Charlie Bull

Personal information
- Full name: Charles Harry Bull
- Born: 29 March 1909 Lewisham, London, England
- Died: 28 May 1939 (aged 30) Margaretting, Essex, England
- Batting: Right-handed

Domestic team information
- 1929–1930: Kent
- 1931–1939: Worcestershire

Career statistics
| Competition | First-class |
| Matches | 175 |
| Runs scored | 6,801 |
| Batting average | 23.61 |
| 100s/50s | 5/30 |
| Top score | 161 |
| Balls bowled | 108 |
| Wickets | 0 |
| Bowling average | – |
| 5 wickets in innings | – |
| 10 wickets in match | – |
| Best bowling | – |
| Catches/stumpings | 63/– |
- Source: CricInfo, 5 August 2008

= Charlie Bull =

English cricketer (1909–1939)

Charles Harry Bull (29 March 1909 – 28 May 1939) was an English sportsman who played in 175 first-class cricket matches between 1929 and 1939 for Kent County Cricket Club and later for Worcestershire County Cricket Club. Bull also represented England at table tennis, winning a number of World Table Tennis Championships medals between 1928 and 1932.

==Cricket career==
After having made a number of appearances for Kent's Second XI in the late 1920s, Bull made his first-class cricket debut against Surrey in July 1929; he scored 23 in his only innings and sent down three overs for 19. He played a further two first-class games that season, and another one in 1930, but had little success and left the county at the end of the season.

Bull's Worcestershire debut came against the New Zealanders in May 1931, when opening the batting he scored just 8 and 6,
but his career for his new county truly began in 1933.

In that year he made 25 appearances, scoring 743 runs at 21.85, though his highest score was only 79.

The four seasons from 1934 to 1937 were the best years of Bull's career. He passed a thousand runs in each season, making five centuries, the highest of these being the first: 161 against Glamorgan in June 1934.
His most productive summer was that of 1937, when he hit 1,619 runs including two centuries, this being the only season of his career in which he reached three figures more than once.

Bull played 15 times in 1938, but passed 50 only three times and scored under 500 runs in the season. In late May 1939, during the weekend of the match against Essex at Chelmsford, he was killed in a car accident which also left his team-mate Syd Buller injured.

==Table Tennis career==
Bull spent his winters playing table tennis and was one of the top players in England. He represented England several times in the World Table Tennis Championships. In the 1928 Stockholm World Championship, he was one of the three teenagers in the English team with Fred Perry and Adrian Haydon.
----------
▶ _GIVEN EXERCISE 1_: Retype the entries from the line containing "Would you mind pointing out the rear wheel" through the last line of the entries, keeping both ends.

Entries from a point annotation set
----------
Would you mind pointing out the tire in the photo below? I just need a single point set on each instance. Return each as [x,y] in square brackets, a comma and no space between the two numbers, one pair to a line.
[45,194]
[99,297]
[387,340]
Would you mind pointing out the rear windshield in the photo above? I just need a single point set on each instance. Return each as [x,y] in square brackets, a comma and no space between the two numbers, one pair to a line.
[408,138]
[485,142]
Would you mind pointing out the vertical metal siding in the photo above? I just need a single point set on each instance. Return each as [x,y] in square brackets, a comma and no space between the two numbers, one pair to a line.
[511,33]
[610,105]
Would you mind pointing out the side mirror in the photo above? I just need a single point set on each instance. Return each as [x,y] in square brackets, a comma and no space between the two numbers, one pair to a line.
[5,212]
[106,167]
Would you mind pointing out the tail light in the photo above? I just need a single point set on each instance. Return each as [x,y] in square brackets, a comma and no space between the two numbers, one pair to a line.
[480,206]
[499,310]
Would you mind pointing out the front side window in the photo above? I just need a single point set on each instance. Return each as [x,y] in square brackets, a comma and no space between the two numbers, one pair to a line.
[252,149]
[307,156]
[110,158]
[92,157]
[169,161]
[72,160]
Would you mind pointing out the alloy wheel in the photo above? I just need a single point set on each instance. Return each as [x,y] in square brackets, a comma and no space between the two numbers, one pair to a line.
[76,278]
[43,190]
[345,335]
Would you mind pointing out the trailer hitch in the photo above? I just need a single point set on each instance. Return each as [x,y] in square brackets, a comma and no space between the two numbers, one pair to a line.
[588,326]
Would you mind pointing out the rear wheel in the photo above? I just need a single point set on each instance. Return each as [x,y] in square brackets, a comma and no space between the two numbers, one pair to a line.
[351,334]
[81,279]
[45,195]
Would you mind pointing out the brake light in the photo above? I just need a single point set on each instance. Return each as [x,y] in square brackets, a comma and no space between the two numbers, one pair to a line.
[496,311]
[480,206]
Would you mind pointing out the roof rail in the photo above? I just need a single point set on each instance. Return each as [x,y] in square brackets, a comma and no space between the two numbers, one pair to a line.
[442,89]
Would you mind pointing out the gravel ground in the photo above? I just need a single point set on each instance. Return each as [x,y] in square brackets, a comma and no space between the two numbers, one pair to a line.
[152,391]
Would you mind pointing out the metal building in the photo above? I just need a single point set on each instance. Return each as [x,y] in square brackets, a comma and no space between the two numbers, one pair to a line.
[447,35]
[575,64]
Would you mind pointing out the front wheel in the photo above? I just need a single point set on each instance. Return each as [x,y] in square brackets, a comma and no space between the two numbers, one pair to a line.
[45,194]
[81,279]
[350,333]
----------
▶ _GIVEN EXERCISE 2_:
Answer these questions from the article on Charlie Bull:
(a) Against which team did Bull make his first-class debut, and in what month and year?
(b) How many runs did he score in the 1937 season?
(c) Which two players were the other teenagers in the English team at the 1928 Stockholm World Championship?

▶ _EXPECTED ANSWER 1_:
Would you mind pointing out the rear wheel in the photo above? I just need a single point set on each instance. Return each as [x,y] in square brackets, a comma and no space between the two numbers, one pair to a line.
[351,334]
[81,279]
[45,195]
Would you mind pointing out the brake light in the photo above? I just need a single point set on each instance. Return each as [x,y] in square brackets, a comma and no space between the two numbers, one pair to a line.
[496,311]
[480,206]
Would you mind pointing out the roof rail in the photo above? I just need a single point set on each instance. Return each as [x,y] in square brackets, a comma and no space between the two numbers, one pair to a line.
[442,89]
Would you mind pointing out the gravel ground in the photo above? I just need a single point set on each instance. Return each as [x,y] in square brackets, a comma and no space between the two numbers, one pair to a line.
[152,391]
Would you mind pointing out the metal building in the photo above? I just need a single point set on each instance. Return each as [x,y] in square brackets, a comma and no space between the two numbers, one pair to a line.
[447,35]
[575,64]
Would you mind pointing out the front wheel in the photo above? I just need a single point set on each instance. Return each as [x,y] in square brackets, a comma and no space between the two numbers, one pair to a line.
[45,194]
[81,279]
[350,333]

▶ _EXPECTED ANSWER 2_:
(a) Surrey, in July 1929
(b) 1,619 runs
(c) Fred Perry and Adrian Haydon